Top of RECORDS FOR THIS TASK

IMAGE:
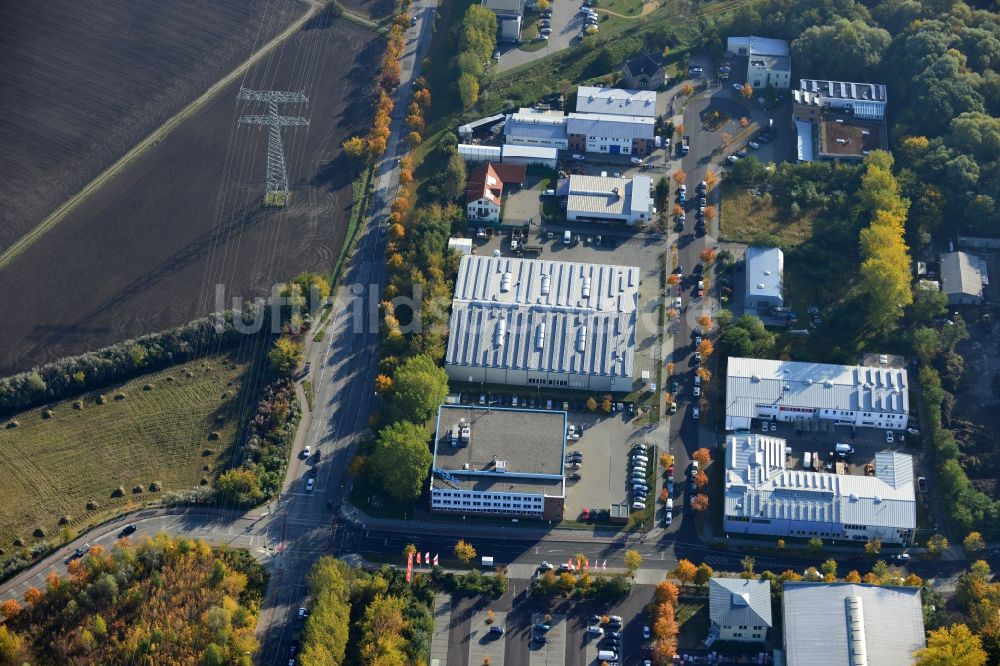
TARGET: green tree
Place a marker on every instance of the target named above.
(974, 542)
(952, 646)
(468, 90)
(454, 177)
(286, 355)
(420, 387)
(937, 544)
(633, 560)
(239, 487)
(402, 459)
(464, 551)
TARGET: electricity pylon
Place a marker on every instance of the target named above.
(276, 188)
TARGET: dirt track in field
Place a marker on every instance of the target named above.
(147, 250)
(84, 80)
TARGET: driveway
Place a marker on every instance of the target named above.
(566, 25)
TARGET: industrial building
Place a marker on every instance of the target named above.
(852, 395)
(769, 61)
(603, 199)
(839, 120)
(764, 496)
(739, 609)
(963, 276)
(499, 461)
(764, 277)
(530, 155)
(616, 101)
(532, 127)
(849, 624)
(533, 322)
(609, 133)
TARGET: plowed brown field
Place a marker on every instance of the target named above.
(82, 81)
(147, 250)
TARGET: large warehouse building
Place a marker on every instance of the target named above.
(507, 462)
(855, 395)
(764, 496)
(532, 322)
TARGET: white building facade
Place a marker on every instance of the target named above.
(850, 395)
(764, 496)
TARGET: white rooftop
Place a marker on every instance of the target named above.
(847, 624)
(760, 485)
(616, 101)
(754, 381)
(553, 316)
(610, 126)
(609, 196)
(764, 268)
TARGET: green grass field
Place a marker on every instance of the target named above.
(52, 467)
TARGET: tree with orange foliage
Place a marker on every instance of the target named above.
(383, 383)
(684, 572)
(10, 609)
(33, 595)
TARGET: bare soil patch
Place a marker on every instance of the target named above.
(146, 251)
(84, 80)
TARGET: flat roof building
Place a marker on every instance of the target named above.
(764, 273)
(846, 624)
(534, 322)
(610, 133)
(530, 127)
(499, 461)
(603, 199)
(852, 395)
(739, 609)
(764, 496)
(616, 101)
(962, 278)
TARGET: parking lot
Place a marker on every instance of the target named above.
(568, 642)
(865, 441)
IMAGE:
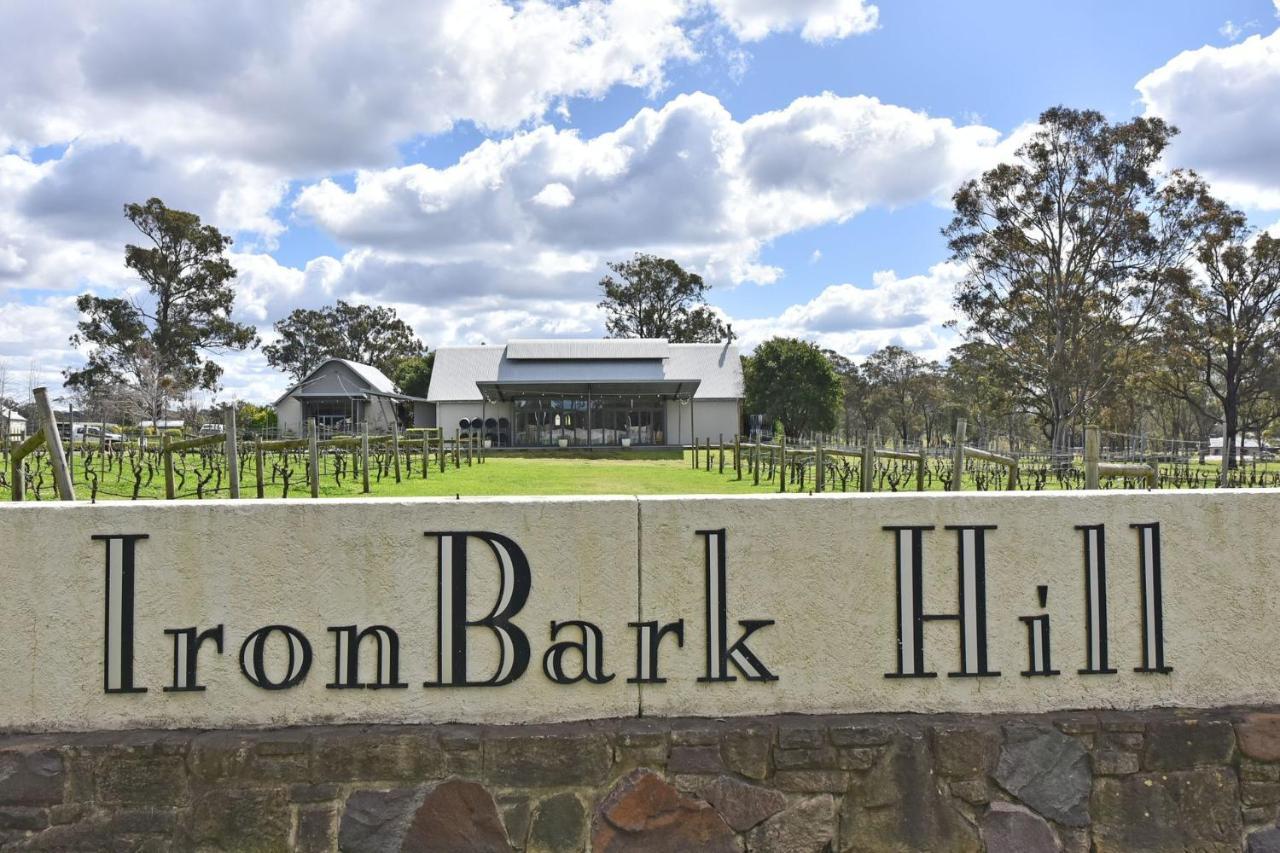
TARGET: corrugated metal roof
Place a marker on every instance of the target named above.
(588, 349)
(716, 366)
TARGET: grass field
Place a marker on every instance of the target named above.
(634, 471)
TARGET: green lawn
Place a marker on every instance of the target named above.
(632, 471)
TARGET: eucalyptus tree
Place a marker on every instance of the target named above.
(1070, 249)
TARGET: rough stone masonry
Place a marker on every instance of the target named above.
(1073, 781)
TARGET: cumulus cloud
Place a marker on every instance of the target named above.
(816, 19)
(1221, 97)
(855, 320)
(685, 179)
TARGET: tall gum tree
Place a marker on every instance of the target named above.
(1221, 325)
(1070, 250)
(160, 346)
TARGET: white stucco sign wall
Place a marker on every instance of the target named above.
(272, 612)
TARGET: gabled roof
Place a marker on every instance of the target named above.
(714, 368)
(376, 382)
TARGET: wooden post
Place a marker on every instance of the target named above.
(819, 475)
(364, 456)
(314, 456)
(232, 459)
(958, 455)
(260, 460)
(1092, 456)
(782, 464)
(396, 448)
(868, 470)
(168, 465)
(54, 442)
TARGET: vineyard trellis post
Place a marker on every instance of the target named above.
(54, 441)
(364, 456)
(396, 447)
(868, 470)
(168, 465)
(312, 457)
(260, 460)
(958, 455)
(232, 459)
(1092, 456)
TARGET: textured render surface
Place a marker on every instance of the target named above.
(309, 565)
(822, 568)
(840, 784)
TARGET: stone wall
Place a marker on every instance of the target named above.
(1157, 780)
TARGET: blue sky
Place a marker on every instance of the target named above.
(476, 164)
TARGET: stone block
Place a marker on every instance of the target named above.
(1188, 810)
(545, 761)
(741, 804)
(823, 758)
(1260, 737)
(1265, 840)
(24, 817)
(812, 781)
(1183, 744)
(141, 778)
(807, 826)
(746, 752)
(455, 816)
(1110, 762)
(860, 735)
(237, 819)
(900, 806)
(560, 826)
(644, 813)
(31, 776)
(791, 737)
(965, 752)
(318, 829)
(1008, 828)
(695, 760)
(373, 756)
(856, 758)
(1046, 770)
(1260, 793)
(374, 821)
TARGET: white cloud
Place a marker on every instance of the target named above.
(856, 320)
(1221, 99)
(685, 179)
(816, 19)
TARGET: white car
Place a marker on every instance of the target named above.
(92, 434)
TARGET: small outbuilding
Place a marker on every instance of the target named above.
(589, 393)
(339, 395)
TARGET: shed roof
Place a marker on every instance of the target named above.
(713, 368)
(588, 349)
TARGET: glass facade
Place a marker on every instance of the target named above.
(589, 422)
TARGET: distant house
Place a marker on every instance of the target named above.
(589, 393)
(13, 423)
(339, 395)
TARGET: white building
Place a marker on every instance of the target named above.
(14, 423)
(588, 393)
(339, 395)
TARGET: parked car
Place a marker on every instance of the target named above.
(94, 434)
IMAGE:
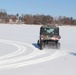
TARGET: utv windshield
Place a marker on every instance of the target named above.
(49, 31)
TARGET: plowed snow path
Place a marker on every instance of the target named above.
(21, 58)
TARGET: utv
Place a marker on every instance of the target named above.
(49, 35)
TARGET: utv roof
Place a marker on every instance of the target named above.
(49, 26)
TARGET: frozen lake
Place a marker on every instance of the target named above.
(20, 55)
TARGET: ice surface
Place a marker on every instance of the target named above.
(20, 54)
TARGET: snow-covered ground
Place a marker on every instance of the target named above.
(20, 55)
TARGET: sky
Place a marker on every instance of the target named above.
(54, 8)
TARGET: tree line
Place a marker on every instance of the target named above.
(35, 19)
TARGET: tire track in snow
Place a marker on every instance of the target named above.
(22, 60)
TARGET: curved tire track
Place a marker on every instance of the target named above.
(9, 61)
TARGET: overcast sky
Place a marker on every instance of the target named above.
(47, 7)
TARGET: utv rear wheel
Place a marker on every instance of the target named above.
(40, 45)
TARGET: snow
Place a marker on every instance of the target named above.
(20, 55)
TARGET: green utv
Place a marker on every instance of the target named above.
(49, 35)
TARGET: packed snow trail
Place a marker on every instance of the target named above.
(16, 59)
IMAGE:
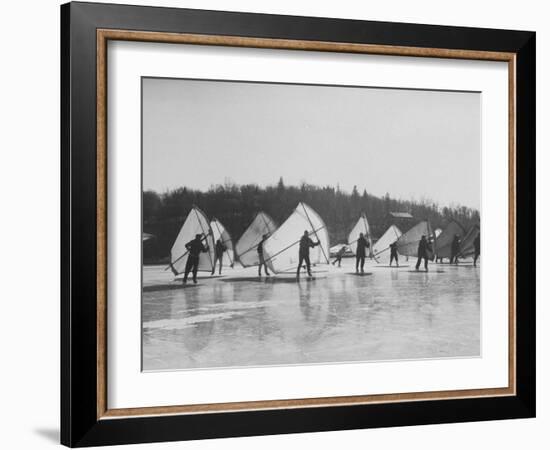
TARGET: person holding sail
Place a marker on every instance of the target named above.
(393, 253)
(423, 248)
(260, 250)
(219, 250)
(339, 255)
(477, 244)
(195, 247)
(361, 253)
(455, 249)
(303, 256)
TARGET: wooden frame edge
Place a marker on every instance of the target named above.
(103, 35)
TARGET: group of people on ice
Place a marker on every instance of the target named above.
(423, 254)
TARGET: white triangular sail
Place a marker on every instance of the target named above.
(407, 244)
(221, 233)
(195, 223)
(281, 250)
(362, 226)
(444, 242)
(246, 248)
(467, 244)
(381, 248)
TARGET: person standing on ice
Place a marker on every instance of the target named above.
(195, 247)
(303, 257)
(393, 253)
(219, 250)
(339, 255)
(423, 247)
(260, 250)
(476, 249)
(361, 253)
(455, 249)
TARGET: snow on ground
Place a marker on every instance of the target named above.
(239, 319)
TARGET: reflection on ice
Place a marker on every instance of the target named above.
(242, 321)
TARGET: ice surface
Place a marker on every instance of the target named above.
(239, 320)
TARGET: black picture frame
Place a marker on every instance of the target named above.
(80, 425)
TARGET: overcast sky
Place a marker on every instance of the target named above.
(411, 144)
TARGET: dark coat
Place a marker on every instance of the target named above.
(195, 247)
(423, 248)
(305, 244)
(362, 245)
(220, 248)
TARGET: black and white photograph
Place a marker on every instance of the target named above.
(293, 224)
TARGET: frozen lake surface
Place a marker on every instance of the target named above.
(239, 320)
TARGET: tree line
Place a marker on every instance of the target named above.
(235, 206)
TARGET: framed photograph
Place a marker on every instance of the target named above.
(276, 224)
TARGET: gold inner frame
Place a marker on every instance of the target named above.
(104, 35)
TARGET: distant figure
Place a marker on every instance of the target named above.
(219, 250)
(455, 249)
(476, 249)
(393, 253)
(260, 251)
(423, 247)
(195, 247)
(339, 255)
(361, 253)
(305, 244)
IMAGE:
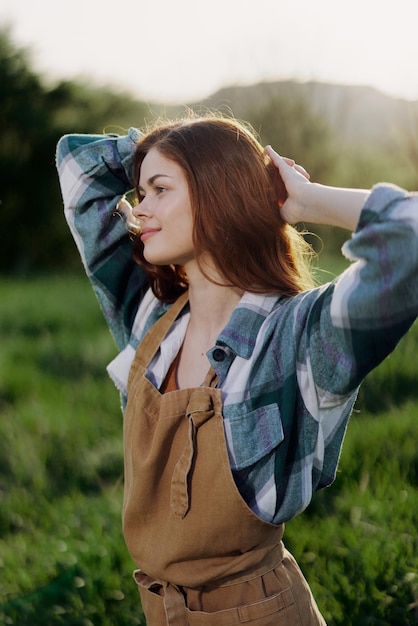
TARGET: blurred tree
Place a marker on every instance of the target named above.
(32, 118)
(293, 129)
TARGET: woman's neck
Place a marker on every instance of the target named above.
(211, 304)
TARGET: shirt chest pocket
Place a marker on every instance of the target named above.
(253, 435)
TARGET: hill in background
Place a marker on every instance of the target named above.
(358, 114)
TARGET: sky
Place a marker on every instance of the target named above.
(180, 51)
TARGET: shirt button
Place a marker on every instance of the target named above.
(219, 355)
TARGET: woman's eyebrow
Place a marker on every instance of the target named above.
(152, 179)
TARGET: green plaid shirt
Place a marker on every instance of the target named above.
(289, 368)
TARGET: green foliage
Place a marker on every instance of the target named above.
(32, 119)
(33, 236)
(62, 554)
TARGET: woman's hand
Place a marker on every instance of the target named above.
(315, 203)
(294, 177)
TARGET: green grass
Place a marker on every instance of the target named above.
(62, 554)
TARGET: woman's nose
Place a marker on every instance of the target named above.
(141, 209)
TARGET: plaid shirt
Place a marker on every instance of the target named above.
(289, 368)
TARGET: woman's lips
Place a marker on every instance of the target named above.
(148, 232)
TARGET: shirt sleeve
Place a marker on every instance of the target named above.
(95, 171)
(358, 320)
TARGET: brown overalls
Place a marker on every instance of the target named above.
(206, 559)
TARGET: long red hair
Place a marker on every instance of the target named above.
(234, 191)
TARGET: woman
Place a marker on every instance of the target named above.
(237, 376)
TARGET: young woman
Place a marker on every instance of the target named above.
(237, 375)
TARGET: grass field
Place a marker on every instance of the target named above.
(62, 554)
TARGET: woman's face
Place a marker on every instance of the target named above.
(165, 211)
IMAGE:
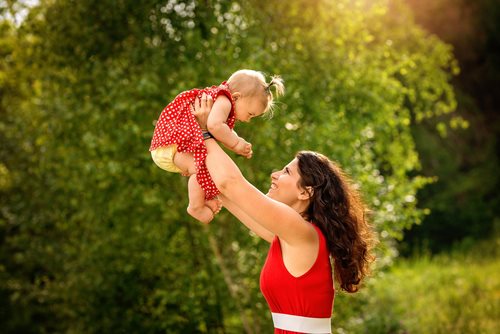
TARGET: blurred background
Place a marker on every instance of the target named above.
(94, 238)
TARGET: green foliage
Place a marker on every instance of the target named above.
(95, 238)
(456, 293)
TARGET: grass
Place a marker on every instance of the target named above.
(458, 292)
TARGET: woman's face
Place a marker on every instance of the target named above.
(284, 184)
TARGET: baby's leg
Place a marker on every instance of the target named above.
(197, 207)
(185, 162)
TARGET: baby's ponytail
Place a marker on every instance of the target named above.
(277, 82)
(279, 88)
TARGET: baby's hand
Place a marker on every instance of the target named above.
(243, 148)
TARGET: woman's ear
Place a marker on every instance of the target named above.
(306, 193)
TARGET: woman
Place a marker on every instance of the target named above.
(310, 214)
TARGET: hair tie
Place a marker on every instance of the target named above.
(268, 87)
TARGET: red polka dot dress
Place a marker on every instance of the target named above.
(177, 125)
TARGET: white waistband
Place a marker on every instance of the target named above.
(302, 324)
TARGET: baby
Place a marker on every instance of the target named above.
(178, 141)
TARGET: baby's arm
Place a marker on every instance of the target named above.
(216, 125)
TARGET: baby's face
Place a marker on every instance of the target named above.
(246, 108)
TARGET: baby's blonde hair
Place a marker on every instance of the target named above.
(250, 83)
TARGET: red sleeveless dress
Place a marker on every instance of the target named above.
(177, 125)
(309, 295)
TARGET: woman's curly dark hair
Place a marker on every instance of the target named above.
(337, 209)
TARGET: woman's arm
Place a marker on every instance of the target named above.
(246, 220)
(274, 216)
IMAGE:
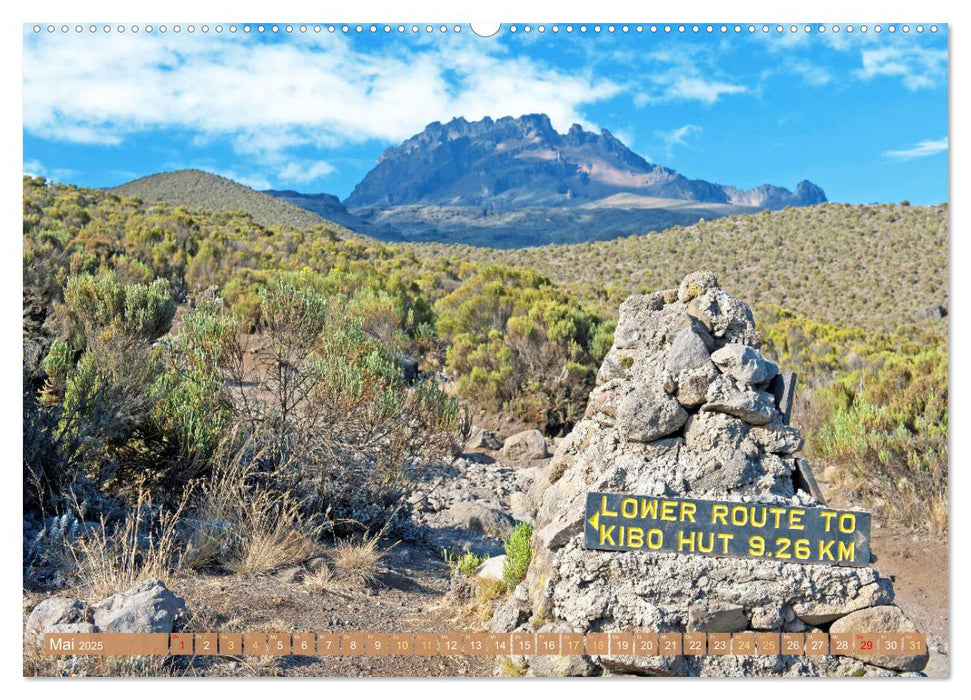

Bottom of RECORDS FOR THIS TASK

**INSTRUCTIONS FOR THE TASK**
From the data above, state how many lines contain the string "lake", offering no other words.

**RESPONSE TO THIS EXERCISE**
2